Anderson volunteered in Louisiana after Katrina

Doctor gives insight on dangers...

SANTA BARBARA, Calif. - Thousands of people with health issues are flooding emergency shelters in Texas following Hurricane Harvey.

Many people have pre-existing conditions while others are showing up new illnesses linked to extreme exposure to contaminated water. 

"It's going to be a problem," said Doctor Tom Anderson, Sansum Clinic

Anderson is an urgent care physician in Santa Barbara. In 2005, Anderson joined thousands of people who wanted to make a difference and lend a helping hand to people who evacuated their homes due Hurricane Katrina. 

Anderson's mother is from Louisiana so he felt like the people who are affected were "his people." He spent two weeks helping thousands of patients. Most of them suffered bacterial infections because they were stranded in contaminated water for too long. 

"It doesn't take very much in terms of a bacterial load to really inoculate the broken skin. It can be a portal of entry for bacteria," said Anderson. 

Many people walked up to 80 miles in deep water to find emergency shelters. 

"They came to the convention center with no identification. No medication. A lot of diabetics with crazy high blood sugars that we treated on the spot. People who had infections from the dirt water. Abscess that we had to open and drain and of course just a lot of emotional issues," said Anderson. 

There weren't many computers and technology available inside the evacuation shelters. Doctors like Anderson had to write down everything by hand, but he considers his time in Louisiana a memorable experience. He met patients that he kept in touch with. 

Anderson is no stranger to volunteering. Since 2006, a year after Hurricane Katrina, Anderson has traveled to Haiti to help impoverished communities twice a year.

Dataset records.
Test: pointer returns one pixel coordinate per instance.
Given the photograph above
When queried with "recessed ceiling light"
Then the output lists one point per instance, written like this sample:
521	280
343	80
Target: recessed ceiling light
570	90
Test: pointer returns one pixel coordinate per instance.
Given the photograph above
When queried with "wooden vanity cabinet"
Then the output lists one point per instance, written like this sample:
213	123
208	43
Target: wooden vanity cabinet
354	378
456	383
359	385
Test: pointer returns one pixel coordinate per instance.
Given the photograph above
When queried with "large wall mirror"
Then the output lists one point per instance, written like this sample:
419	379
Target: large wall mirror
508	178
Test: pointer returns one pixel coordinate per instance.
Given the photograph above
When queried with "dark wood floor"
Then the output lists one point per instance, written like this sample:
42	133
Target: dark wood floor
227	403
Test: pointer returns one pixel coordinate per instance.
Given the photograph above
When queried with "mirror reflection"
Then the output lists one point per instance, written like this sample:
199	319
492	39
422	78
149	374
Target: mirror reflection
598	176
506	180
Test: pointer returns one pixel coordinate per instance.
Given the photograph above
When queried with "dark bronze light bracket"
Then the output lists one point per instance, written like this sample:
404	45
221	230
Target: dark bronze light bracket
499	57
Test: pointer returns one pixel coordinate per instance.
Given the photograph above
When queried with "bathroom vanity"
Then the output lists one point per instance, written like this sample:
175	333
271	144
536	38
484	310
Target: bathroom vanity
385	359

Problems to work on.
(a) Answer these questions using the article about Dr. Anderson:
(i) In which city does Anderson work as an urgent care physician?
(ii) How long did Anderson spend helping patients in Louisiana?
(iii) How often has Anderson traveled to Haiti since 2006?
(b) Using the article about Dr. Anderson, explain in one to three sentences why most of the patients he helped in Louisiana had bacterial infections.
(c) Extract the passage of the article about Dr. Anderson between "Anderson volunteered in" and "to contaminated water.", inclusive.

Written responses.
(a)
(i) Santa Barbara.
(ii) Two weeks.
(iii) Twice a year.

(b) They had been stranded in contaminated water for too long. As Anderson explains, it takes very little bacterial load to inoculate broken skin, which can be a portal of entry for bacteria.

(c)
Anderson volunteered in Louisiana after Katrina

Doctor gives insight on dangers...

SANTA BARBARA, Calif. - Thousands of people with health issues are flooding emergency shelters in Texas following Hurricane Harvey.

Many people have pre-existing conditions while others are showing up new illnesses linked to extreme exposure to contaminated water.